### Извлечённый текст
════════
Затем следовала самоподготовка, и к восемнадцати часам мы следовали в общежитие. Там ужинали и вновь самостоятельно занимались допоздна.
В головах стоял сплошной сумбур и мешанина.
Появились первые потери. Не выдержав нагрузки, в нашей группе подали рапорта об отчислении Юра Мамадалиев и еще два слушателя. Такое же отмечалось и в других. Все рапорта были незамедлительно удовлетворены.
И это при том, что нагрузка на нашем факультете была не самой высокой. На втором, где готовили контрразведчиков со знанием иностранных языков – восточного и европейского, учиться было еще сложнее.
Редкими вечерами, когда мы возвращались из города, посетив , эти несчастные ребята еще сидели в кабинете самоподготовки или на шкафах, стоявших в коридорах (в позе лотоса) где нараспев тянули «ни хао», «цзайцзиень», «хауньин».
Обстановка нормализовалась после первой зимней сессии, которую к своему удивлению мы сдали неплохо. После нее съездили в двухнедельные отпуска.
Своих родных я не видел два года, и встреча была очень радостной.
– Да, сынок, удивил ты нас – сказали тогда отец с мамой. – А ведь в нашем роду уже был чекист. И сообщили следующее.
Оказывается, у деда Левки имелся родной брат – Александр, занимавший высокий пост в НКВД*, навестивший родню незадолго до войны. Он хотел забрать племянника в Москву и определить в военное училище. Но Левка не отдал, поскольку не желал, чтобы сын служил советской власти.
На следующее утро, захватив гостинцы, мы с отцом навестили дедушку. Он одиноко жил на этой же улице, в добротном, с большим садом и огородом, доме.
Бабушка Варвара к тому времени умерла, но Лев Антонович не желал идти к сыновьям или дочери. Поскольку был своеволен и упрям.
Моему появлению он обрадовался, расцеловались.
А когда сидели за накрытым столом, и дед узнал на кого внук учится, задумался.
– Да, – тяжело вздохнул. – Будешь чекистом, как младший брат Александр. Мы с ним всегда друг друга не понимали.
Никаких вопросов ни я, ни отец, зная дедов характер, не задавали.
Кстати, он был весьма закрытый человек. Уроженец Могилевской области, имел там богатое хозяйство, но после революции оказался в Донбассе и работал забойщиком на шахте. При этом, обладая колоссальной силой, занимался французской борьбой. Организовав из горняков секцию, успешно выступал в Луганске Сталино* и Ростове, мечтая встретиться с Поддубным.*
Много лет спустя, я отыскал следы дедушкина брата.
════════
### Строки данных
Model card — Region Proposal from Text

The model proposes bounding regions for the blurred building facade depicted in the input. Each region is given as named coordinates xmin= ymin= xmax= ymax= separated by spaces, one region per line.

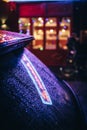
xmin=2 ymin=2 xmax=87 ymax=65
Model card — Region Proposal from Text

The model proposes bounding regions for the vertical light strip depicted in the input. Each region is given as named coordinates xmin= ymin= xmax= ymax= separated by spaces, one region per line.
xmin=21 ymin=54 xmax=52 ymax=105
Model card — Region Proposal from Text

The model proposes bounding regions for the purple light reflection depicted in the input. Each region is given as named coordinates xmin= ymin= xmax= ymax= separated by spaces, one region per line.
xmin=21 ymin=54 xmax=52 ymax=105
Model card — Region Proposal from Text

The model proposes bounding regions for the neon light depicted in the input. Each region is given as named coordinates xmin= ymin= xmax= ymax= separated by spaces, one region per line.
xmin=21 ymin=54 xmax=52 ymax=105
════════
### Что нужно сделать
**A)** Перепишите фрагмент отрывка между словами «Своих родных я» и «своеволен и упрям.» включительно, переименовав «Бабушка Варвара» в «Бабушка Анна».
**B)** Перескажите отрывок в двух предложениях.
**C)** Переведите на английский язык предложение из отрывка: «Своих родных я не видел два года, и встреча была очень радостной».

### Ответы к заданиям
**A)**
Своих родных я не видел два года, и встреча была очень радостной.
– Да, сынок, удивил ты нас – сказали тогда отец с мамой. – А ведь в нашем роду уже был чекист. И сообщили следующее.
Оказывается, у деда Левки имелся родной брат – Александр, занимавший высокий пост в НКВД*, навестивший родню незадолго до войны. Он хотел забрать племянника в Москву и определить в военное училище. Но Левка не отдал, поскольку не желал, чтобы сын служил советской власти.
На следующее утро, захватив гостинцы, мы с отцом навестили дедушку. Он одиноко жил на этой же улице, в добротном, с большим садом и огородом, доме.
Бабушка Анна к тому времени умерла, но Лев Антонович не желал идти к сыновьям или дочери. Поскольку был своеволен и упрям.

**B)** После первой зимней сессии, сданной неплохо, обстановка нормализовалась, и рассказчик съездил в отпуск к родным, которых не видел два года. Родители сообщили ему, что брат деда Левки, Александр, занимал высокий пост в НКВД, а дед, узнав, на кого учится внук, сказал, что тот будет чекистом, как Александр.

**C)** I had not seen my family for two years, and the reunion was very joyful.